La société n'a pas (encore ?) "changé de sexe", mais elle organise peu à peu la convergence et la parité. En principe pour le meilleur : un échange fécond entre des visions, des analyses différentes et complémentaires. Parfois pour le moins bon, avec par exemple la montée de la délinquance chez les jeunes filles, ou l'augmentation de leur consommation de tabac. Avec la mise en place de quotas d'étape (contrainte discutable sur le fond, mais souvent efficace), la féminisation et le féminisme sont entrés dans une nouvelle ère. La société aussi.

◆ **Consignes**
A – Répondez à ces questions sur l'extrait consacré à la féminisation de la société :
(i) Qu'est-ce que la société organise peu à peu ?
(ii) Quels deux exemples illustrent les évolutions « pour le moins bon » ?
(iii) Quelle mesure est jugée « discutable sur le fond, mais souvent efficace » ?
B – Rédigez la suite de l'extrait consacré à la féminisation de la société, en partant de sa dernière phrase.

◆ **Extraits de données**
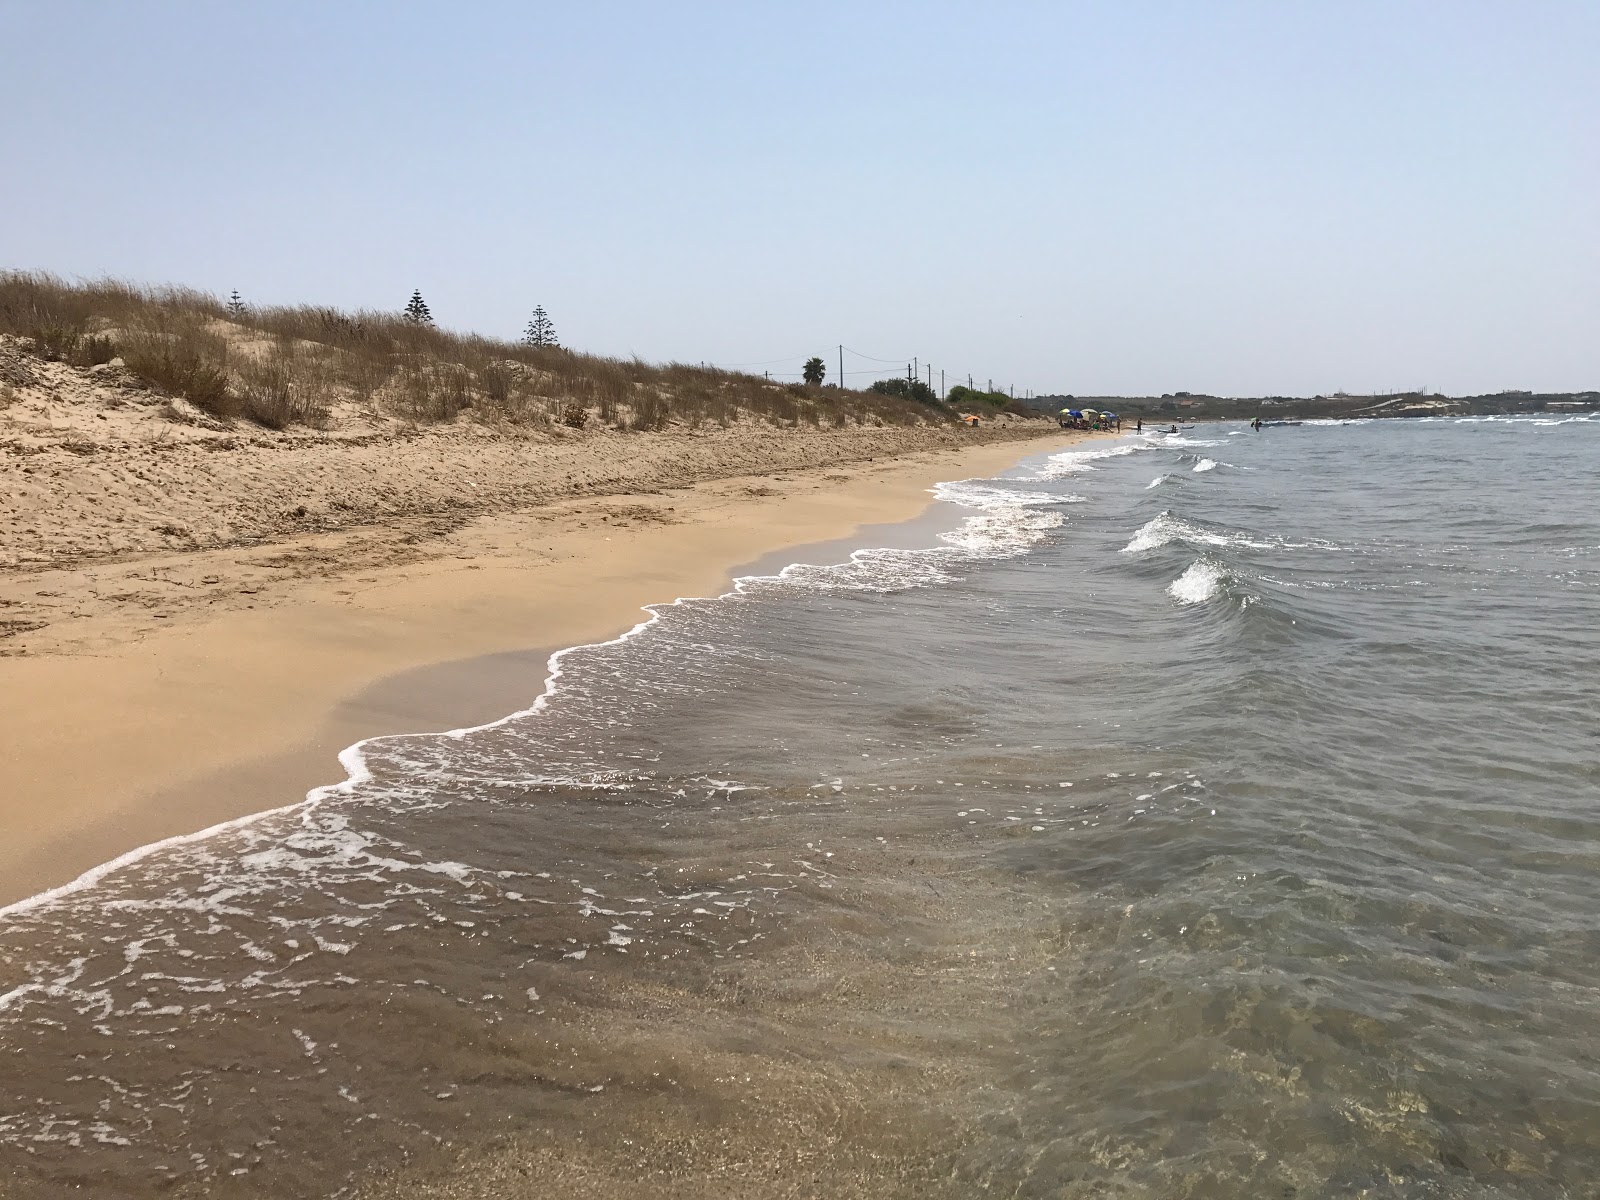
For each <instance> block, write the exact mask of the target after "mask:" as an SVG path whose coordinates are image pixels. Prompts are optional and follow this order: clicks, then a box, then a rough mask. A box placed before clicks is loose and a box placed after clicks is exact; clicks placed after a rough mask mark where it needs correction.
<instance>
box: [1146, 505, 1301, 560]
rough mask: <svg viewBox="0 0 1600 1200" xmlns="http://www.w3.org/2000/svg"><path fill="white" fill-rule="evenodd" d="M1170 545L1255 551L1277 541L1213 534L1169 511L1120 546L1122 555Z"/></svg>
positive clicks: (1197, 525) (1248, 537)
mask: <svg viewBox="0 0 1600 1200" xmlns="http://www.w3.org/2000/svg"><path fill="white" fill-rule="evenodd" d="M1171 542H1186V544H1189V546H1245V547H1250V549H1256V550H1270V549H1274V546H1277V542H1270V541H1259V539H1256V538H1250V536H1248V534H1243V533H1216V531H1213V530H1202V528H1200V526H1198V525H1192V523H1190V522H1186V520H1184V518H1182V517H1174V515H1173V514H1171V512H1158V514H1157V515H1155V517H1152V518H1150V520H1147V522H1146V523H1144V525H1141V526H1139V528H1138V530H1134V534H1133V538H1131V541H1130V542H1128V544H1126V546H1123V547H1122V554H1144V552H1146V550H1155V549H1158V547H1162V546H1170V544H1171Z"/></svg>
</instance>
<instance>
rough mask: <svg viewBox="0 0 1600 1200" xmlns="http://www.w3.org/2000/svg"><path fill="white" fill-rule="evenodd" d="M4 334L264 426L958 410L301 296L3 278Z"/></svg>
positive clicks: (700, 416) (667, 422)
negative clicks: (600, 353) (570, 348)
mask: <svg viewBox="0 0 1600 1200" xmlns="http://www.w3.org/2000/svg"><path fill="white" fill-rule="evenodd" d="M0 333H11V334H18V336H21V338H29V339H32V346H34V352H35V354H37V355H38V357H45V358H67V360H72V362H77V363H78V365H83V366H90V365H94V363H102V362H107V360H110V358H112V357H114V355H120V357H122V358H123V362H125V363H126V366H128V368H130V370H131V371H134V373H136V374H139V376H141V378H144V379H146V381H147V382H150V384H152V386H155V387H160V389H163V390H166V392H168V394H171V395H179V397H184V398H187V400H190V402H192V403H195V405H197V406H200V408H203V410H205V411H208V413H211V414H213V416H218V418H222V419H248V421H254V422H258V424H261V426H266V427H270V429H286V427H290V426H312V427H317V426H322V424H326V421H328V411H330V408H331V405H334V403H339V402H341V400H350V402H357V403H362V405H373V406H376V408H379V410H382V411H387V413H390V414H392V416H397V418H402V419H406V421H414V422H419V424H440V422H451V421H461V419H475V421H488V422H515V424H531V426H550V424H555V422H562V424H566V426H571V427H579V429H581V427H586V426H592V424H600V426H610V427H616V429H622V430H659V429H667V427H670V426H685V427H691V429H693V427H701V426H730V424H736V422H741V421H746V422H749V421H755V422H765V424H773V426H781V427H797V426H802V424H808V426H834V427H845V426H853V424H867V426H915V424H944V422H949V421H950V419H952V418H950V414H949V413H947V411H946V410H942V408H933V406H930V405H922V403H915V402H910V400H904V398H901V397H888V395H878V394H875V392H853V390H842V389H835V387H824V389H818V387H800V386H797V384H774V382H770V381H766V379H763V378H758V376H750V374H741V373H733V371H715V370H706V368H701V366H690V365H685V363H667V365H651V363H645V362H640V360H638V358H632V360H622V358H602V357H597V355H587V354H574V352H571V350H563V349H554V347H544V349H541V347H530V346H522V344H517V342H502V341H494V339H490V338H480V336H477V334H461V333H451V331H446V330H438V328H432V326H426V325H414V323H411V322H406V320H403V318H402V317H400V314H397V312H371V310H358V312H341V310H338V309H330V307H317V306H291V307H264V309H258V307H248V309H246V310H245V312H242V314H234V315H230V314H229V312H227V309H226V306H224V304H222V302H221V301H219V299H218V298H214V296H210V294H205V293H200V291H192V290H187V288H146V286H138V285H131V283H123V282H118V280H98V282H85V283H66V282H62V280H59V278H56V277H53V275H45V274H37V272H0ZM262 346H266V347H267V349H266V350H261V347H262Z"/></svg>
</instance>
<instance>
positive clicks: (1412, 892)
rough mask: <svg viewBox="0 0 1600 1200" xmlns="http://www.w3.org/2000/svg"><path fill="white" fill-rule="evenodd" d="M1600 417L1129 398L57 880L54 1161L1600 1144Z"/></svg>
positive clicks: (663, 1164) (1490, 1174) (620, 1165)
mask: <svg viewBox="0 0 1600 1200" xmlns="http://www.w3.org/2000/svg"><path fill="white" fill-rule="evenodd" d="M1597 451H1600V422H1590V421H1584V419H1568V421H1557V419H1509V421H1448V419H1446V421H1389V422H1355V424H1315V422H1312V424H1306V426H1301V427H1283V429H1267V430H1262V432H1259V434H1253V432H1250V430H1248V429H1243V427H1238V426H1202V427H1192V429H1189V430H1186V434H1184V435H1181V437H1176V438H1166V437H1150V438H1142V437H1130V438H1123V440H1122V442H1117V443H1098V445H1094V446H1090V448H1085V450H1078V451H1070V453H1066V454H1056V456H1050V458H1043V456H1042V458H1037V459H1032V461H1029V462H1026V464H1024V466H1022V467H1019V469H1018V470H1016V472H1011V474H1010V477H1008V478H1002V480H976V482H966V483H960V485H949V486H946V488H944V490H942V496H944V499H947V501H950V502H952V504H960V506H963V507H965V509H966V512H968V514H970V515H968V518H966V522H965V523H963V525H962V526H960V528H958V530H955V531H954V533H947V534H944V536H942V538H939V541H938V546H930V547H928V549H925V550H915V549H894V550H874V552H862V554H858V555H856V557H854V558H853V560H851V562H850V563H845V565H840V566H832V568H818V566H808V568H794V570H790V571H787V573H786V574H784V576H782V578H763V579H750V581H746V582H744V584H741V589H739V590H738V592H736V594H733V595H730V597H723V598H718V600H704V602H686V603H680V605H672V606H666V608H661V610H658V616H656V618H654V619H653V621H651V622H650V624H648V626H645V627H642V629H638V630H635V632H634V634H632V635H630V637H627V638H622V640H621V642H618V643H611V645H605V646H595V648H584V650H578V651H571V653H568V654H565V656H563V658H562V659H560V664H558V675H557V678H555V680H554V683H552V688H550V691H549V693H547V696H546V698H544V699H542V701H541V702H539V706H538V709H536V710H534V712H528V714H522V715H517V717H510V718H507V720H506V722H501V723H498V725H494V726H490V728H483V730H474V731H458V733H454V734H438V736H408V738H392V739H376V741H373V742H366V744H363V747H360V752H350V754H349V755H347V765H349V766H350V768H352V781H350V782H347V784H346V786H342V787H339V789H330V790H328V792H325V794H322V795H318V797H315V798H314V802H312V803H307V805H302V806H299V808H294V810H288V811H283V813H278V814H274V816H269V818H266V819H261V821H256V822H251V824H246V826H242V827H238V829H235V830H230V832H226V834H221V835H214V837H210V838H206V840H202V842H194V843H187V845H173V846H166V848H162V850H158V851H155V853H152V854H149V856H146V858H142V859H139V861H136V862H131V864H128V866H125V867H122V869H118V870H115V872H110V874H107V875H106V878H102V880H99V882H98V883H96V885H94V886H90V888H83V890H77V891H72V893H69V894H64V896H59V898H54V899H50V901H48V902H42V904H37V906H32V907H24V909H18V910H11V912H10V914H8V917H6V920H5V926H3V928H0V970H3V974H0V1050H3V1051H5V1054H6V1058H5V1061H6V1070H5V1074H3V1077H0V1170H3V1173H5V1174H3V1176H0V1178H8V1179H10V1181H11V1189H13V1190H11V1192H8V1194H14V1195H30V1197H32V1195H51V1194H54V1192H61V1194H69V1192H70V1194H74V1195H155V1194H176V1195H184V1194H195V1195H202V1194H205V1195H333V1194H341V1192H349V1190H350V1189H360V1187H362V1184H363V1179H366V1178H368V1176H370V1174H371V1171H374V1170H389V1168H406V1170H411V1171H413V1174H410V1176H405V1178H406V1181H408V1182H406V1184H405V1186H406V1187H410V1186H421V1184H416V1179H419V1178H426V1176H427V1171H430V1170H435V1168H438V1166H440V1165H442V1163H467V1166H466V1168H462V1166H458V1168H456V1170H458V1173H461V1171H462V1170H466V1171H470V1170H474V1168H472V1163H478V1162H485V1163H486V1162H490V1160H491V1158H494V1157H496V1155H498V1157H499V1158H506V1157H510V1158H520V1160H523V1162H531V1163H542V1165H541V1166H539V1168H538V1170H539V1171H557V1168H555V1166H550V1163H563V1165H570V1163H578V1162H584V1163H590V1165H592V1166H594V1170H595V1171H613V1174H614V1178H613V1182H618V1181H621V1182H619V1186H621V1184H626V1182H627V1179H630V1178H645V1176H648V1174H650V1173H654V1171H664V1173H667V1174H674V1173H677V1174H675V1176H674V1178H685V1176H693V1174H694V1173H701V1174H706V1173H707V1171H709V1166H707V1165H709V1163H715V1165H718V1170H720V1171H726V1173H731V1174H722V1176H718V1178H725V1179H733V1178H738V1179H741V1181H742V1184H741V1187H739V1189H736V1190H742V1192H744V1194H758V1192H760V1186H762V1184H763V1181H768V1182H770V1181H774V1179H782V1178H784V1174H786V1173H792V1171H794V1170H795V1163H803V1165H805V1170H808V1171H813V1173H819V1174H816V1178H821V1179H826V1181H827V1184H826V1189H824V1190H826V1192H827V1194H838V1195H845V1194H851V1189H859V1194H862V1195H888V1194H901V1192H902V1194H907V1195H928V1194H936V1192H938V1194H949V1195H976V1194H982V1192H997V1194H1005V1195H1019V1197H1032V1195H1038V1197H1045V1195H1050V1197H1061V1195H1072V1197H1077V1195H1082V1197H1102V1195H1130V1197H1179V1195H1181V1197H1211V1195H1214V1197H1234V1195H1245V1194H1250V1195H1254V1194H1266V1195H1296V1197H1323V1195H1326V1197H1334V1195H1339V1197H1342V1195H1374V1197H1424V1195H1426V1197H1434V1195H1450V1197H1456V1195H1461V1197H1478V1195H1482V1197H1488V1195H1496V1197H1506V1195H1510V1197H1565V1195H1586V1194H1589V1189H1592V1182H1590V1181H1592V1179H1594V1178H1595V1171H1597V1166H1600V1110H1597V1101H1600V1043H1597V1038H1595V1034H1594V1022H1592V1018H1590V1013H1592V1011H1594V1005H1595V1002H1597V1000H1600V958H1597V954H1595V952H1597V949H1600V941H1597V939H1600V934H1597V933H1595V930H1597V918H1600V894H1597V888H1595V885H1594V867H1595V864H1597V859H1600V819H1597V814H1595V811H1594V808H1595V798H1597V787H1595V786H1597V776H1600V765H1597V749H1600V747H1597V741H1595V733H1594V730H1595V715H1597V712H1600V706H1597V688H1600V685H1597V670H1595V667H1597V659H1600V635H1597V632H1595V630H1597V621H1595V618H1597V616H1600V515H1597V512H1595V506H1594V501H1592V496H1594V488H1595V483H1597V470H1595V461H1597V458H1595V456H1597ZM538 688H539V682H538V680H530V693H536V691H538ZM741 1138H744V1141H742V1142H741ZM718 1144H720V1146H718ZM730 1144H731V1146H734V1147H736V1150H738V1154H734V1150H730V1149H726V1147H728V1146H730ZM778 1149H782V1154H784V1155H787V1157H784V1158H782V1160H781V1162H779V1158H778ZM541 1155H554V1157H549V1158H544V1157H541ZM763 1155H766V1157H763ZM485 1170H488V1168H485ZM560 1170H566V1166H562V1168H560ZM738 1171H744V1173H746V1174H742V1176H741V1174H738ZM829 1173H832V1174H829ZM574 1178H576V1176H574ZM597 1178H598V1176H597V1174H589V1176H584V1179H586V1181H587V1182H584V1184H582V1186H579V1187H578V1190H579V1192H582V1190H586V1189H587V1190H592V1192H594V1194H608V1192H605V1187H602V1186H600V1184H595V1182H594V1181H595V1179H597ZM774 1187H776V1186H774ZM709 1194H718V1192H715V1189H710V1192H709Z"/></svg>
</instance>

◆ **Résultats attendus**
A –
(i) La convergence et la parité.
(ii) La montée de la délinquance chez les jeunes filles et l'augmentation de leur consommation de tabac.
(iii) La mise en place de quotas d'étape.

B –
3/ Globalisation
Sous l'effet de la révolution technologique, le monde est devenu un village global. Les événements qui se produisent ailleurs ont chez nous des effets presque immédiats sur l'emploi, la consommation, l'information, les loisirs ou la culture. Français, Américains, Japonais, Brésiliens, Russes ou même Africains écoutent les mêmes chansons, regardent les mêmes émissions de télévision, les mêmes films (souvent américains). L'information s'est globalisée, sur Internet comme dans les médias traditionnels. Les grandes marques et les grandes enseignes de distribution sont planétaires. La convergence des modes de vie et l'interdépendance des pays sont des faits.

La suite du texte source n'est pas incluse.